Rewrite the lines of the records from the line with "Which spot sits on each instance of the hoverfly" up to and including the line with "x=123 y=473", swapping "insect" for "bug" and leaving everything else the same. Give only those lines.
◇ ◇ ◇ ◇ ◇
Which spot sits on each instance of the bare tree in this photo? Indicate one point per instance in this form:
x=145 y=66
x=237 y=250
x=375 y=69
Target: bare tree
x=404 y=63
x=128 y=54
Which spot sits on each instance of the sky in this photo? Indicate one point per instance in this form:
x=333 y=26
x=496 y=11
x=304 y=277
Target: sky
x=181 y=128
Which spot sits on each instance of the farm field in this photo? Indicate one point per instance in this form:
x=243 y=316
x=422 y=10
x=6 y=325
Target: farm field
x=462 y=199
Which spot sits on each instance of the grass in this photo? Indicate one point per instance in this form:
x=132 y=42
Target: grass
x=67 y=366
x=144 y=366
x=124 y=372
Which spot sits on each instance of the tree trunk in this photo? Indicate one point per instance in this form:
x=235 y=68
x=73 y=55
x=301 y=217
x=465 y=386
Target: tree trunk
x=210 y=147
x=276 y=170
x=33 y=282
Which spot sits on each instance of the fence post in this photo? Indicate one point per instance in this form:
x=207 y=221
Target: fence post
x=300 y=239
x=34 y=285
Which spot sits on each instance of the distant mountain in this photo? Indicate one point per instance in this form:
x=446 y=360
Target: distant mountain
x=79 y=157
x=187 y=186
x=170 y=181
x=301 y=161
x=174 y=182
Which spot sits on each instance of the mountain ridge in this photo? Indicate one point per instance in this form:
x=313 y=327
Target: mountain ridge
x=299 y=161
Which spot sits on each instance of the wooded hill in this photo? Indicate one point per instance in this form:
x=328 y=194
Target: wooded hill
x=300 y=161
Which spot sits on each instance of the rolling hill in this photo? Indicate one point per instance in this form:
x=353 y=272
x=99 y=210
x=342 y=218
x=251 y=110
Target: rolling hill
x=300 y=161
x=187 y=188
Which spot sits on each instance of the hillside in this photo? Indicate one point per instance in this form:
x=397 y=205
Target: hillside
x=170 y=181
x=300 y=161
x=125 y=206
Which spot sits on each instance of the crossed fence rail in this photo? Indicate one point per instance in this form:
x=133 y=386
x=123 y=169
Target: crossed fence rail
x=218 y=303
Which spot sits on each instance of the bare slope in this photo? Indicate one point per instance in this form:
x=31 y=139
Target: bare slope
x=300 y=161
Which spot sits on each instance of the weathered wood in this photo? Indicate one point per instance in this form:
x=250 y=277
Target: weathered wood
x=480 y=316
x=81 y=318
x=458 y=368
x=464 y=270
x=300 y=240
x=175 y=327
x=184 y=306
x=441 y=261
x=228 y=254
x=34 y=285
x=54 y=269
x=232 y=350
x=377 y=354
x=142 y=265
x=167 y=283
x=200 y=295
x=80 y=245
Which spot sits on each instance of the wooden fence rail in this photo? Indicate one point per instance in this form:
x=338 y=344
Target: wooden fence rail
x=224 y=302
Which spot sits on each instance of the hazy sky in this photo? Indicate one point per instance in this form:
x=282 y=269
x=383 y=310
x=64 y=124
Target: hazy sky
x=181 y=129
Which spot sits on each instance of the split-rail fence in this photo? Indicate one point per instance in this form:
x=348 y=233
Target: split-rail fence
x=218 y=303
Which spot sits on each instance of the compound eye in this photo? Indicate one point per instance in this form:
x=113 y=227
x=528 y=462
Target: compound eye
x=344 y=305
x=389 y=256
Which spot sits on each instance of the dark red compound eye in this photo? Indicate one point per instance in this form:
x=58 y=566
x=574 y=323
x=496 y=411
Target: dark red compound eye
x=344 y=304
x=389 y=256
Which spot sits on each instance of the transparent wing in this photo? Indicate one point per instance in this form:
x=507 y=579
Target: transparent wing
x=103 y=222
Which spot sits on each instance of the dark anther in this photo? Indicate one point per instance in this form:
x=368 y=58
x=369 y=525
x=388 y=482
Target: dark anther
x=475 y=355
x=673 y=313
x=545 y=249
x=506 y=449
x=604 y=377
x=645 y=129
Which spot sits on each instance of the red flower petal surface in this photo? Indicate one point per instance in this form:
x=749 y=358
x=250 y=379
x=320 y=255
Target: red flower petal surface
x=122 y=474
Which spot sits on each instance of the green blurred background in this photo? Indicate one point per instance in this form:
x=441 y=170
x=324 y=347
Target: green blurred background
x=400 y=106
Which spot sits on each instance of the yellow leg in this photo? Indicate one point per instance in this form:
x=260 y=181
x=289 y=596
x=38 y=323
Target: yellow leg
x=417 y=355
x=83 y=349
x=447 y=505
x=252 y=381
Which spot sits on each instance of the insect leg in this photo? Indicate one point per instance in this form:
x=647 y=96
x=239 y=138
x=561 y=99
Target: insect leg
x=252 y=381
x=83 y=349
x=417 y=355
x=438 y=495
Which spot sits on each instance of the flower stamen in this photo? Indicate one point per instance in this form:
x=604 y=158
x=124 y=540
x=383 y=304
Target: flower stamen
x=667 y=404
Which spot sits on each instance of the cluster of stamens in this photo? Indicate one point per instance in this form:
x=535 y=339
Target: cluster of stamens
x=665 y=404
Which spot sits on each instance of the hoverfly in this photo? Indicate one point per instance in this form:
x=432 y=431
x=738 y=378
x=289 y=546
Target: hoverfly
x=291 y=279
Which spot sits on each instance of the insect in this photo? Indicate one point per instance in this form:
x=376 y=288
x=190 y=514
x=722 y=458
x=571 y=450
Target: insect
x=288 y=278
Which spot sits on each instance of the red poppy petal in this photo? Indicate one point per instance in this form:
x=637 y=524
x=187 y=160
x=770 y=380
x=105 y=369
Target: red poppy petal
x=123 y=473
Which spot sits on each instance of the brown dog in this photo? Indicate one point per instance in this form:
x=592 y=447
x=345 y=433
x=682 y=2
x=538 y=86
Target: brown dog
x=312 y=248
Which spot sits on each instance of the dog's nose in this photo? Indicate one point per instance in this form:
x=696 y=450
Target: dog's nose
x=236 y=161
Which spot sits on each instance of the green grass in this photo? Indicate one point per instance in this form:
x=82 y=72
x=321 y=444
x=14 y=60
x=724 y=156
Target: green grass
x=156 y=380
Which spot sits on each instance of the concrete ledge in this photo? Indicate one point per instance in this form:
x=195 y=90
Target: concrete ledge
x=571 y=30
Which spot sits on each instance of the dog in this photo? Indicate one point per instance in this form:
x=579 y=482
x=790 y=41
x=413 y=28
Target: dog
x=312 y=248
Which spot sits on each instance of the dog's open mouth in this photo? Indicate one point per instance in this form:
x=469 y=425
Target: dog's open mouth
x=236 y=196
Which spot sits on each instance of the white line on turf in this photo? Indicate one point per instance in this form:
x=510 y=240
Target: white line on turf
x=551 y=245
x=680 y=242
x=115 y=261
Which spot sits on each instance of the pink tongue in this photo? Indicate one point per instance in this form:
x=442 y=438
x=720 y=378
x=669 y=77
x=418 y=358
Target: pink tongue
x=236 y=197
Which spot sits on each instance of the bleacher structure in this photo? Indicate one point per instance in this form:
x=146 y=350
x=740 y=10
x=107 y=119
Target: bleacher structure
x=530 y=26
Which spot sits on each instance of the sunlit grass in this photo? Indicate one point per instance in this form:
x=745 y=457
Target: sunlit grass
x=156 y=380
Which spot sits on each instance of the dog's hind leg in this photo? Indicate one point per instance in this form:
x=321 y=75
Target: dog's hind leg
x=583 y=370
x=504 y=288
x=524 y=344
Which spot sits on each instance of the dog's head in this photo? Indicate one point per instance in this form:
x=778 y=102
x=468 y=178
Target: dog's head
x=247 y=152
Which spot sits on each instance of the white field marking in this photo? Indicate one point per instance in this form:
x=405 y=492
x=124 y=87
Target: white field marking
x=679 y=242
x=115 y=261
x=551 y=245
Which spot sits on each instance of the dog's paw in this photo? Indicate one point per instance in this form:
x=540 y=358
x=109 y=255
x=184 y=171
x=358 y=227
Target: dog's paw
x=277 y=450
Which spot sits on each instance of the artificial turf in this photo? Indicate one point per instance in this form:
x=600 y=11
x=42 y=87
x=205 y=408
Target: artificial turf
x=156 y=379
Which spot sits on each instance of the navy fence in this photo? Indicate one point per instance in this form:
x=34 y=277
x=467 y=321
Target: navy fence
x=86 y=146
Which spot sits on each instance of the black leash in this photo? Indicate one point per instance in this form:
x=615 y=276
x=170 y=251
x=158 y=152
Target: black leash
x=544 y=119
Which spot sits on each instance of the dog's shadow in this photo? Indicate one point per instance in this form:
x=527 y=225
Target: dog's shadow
◇ ◇ ◇ ◇ ◇
SOLUTION |
Which spot sits on each instance of the hoverfly in this photo? Indicate one point per instance in this form:
x=432 y=431
x=738 y=378
x=289 y=546
Target: hoverfly
x=291 y=279
Which spot sits on each instance of the bug in this photo? Indicate one point per instance in this form:
x=376 y=288
x=190 y=514
x=722 y=458
x=571 y=450
Target: bug
x=288 y=278
Which spot sits on each instance of the red poppy petal in this photo? Indicate one point per instance in this form:
x=637 y=524
x=187 y=160
x=770 y=380
x=105 y=369
Target: red poppy petal
x=123 y=473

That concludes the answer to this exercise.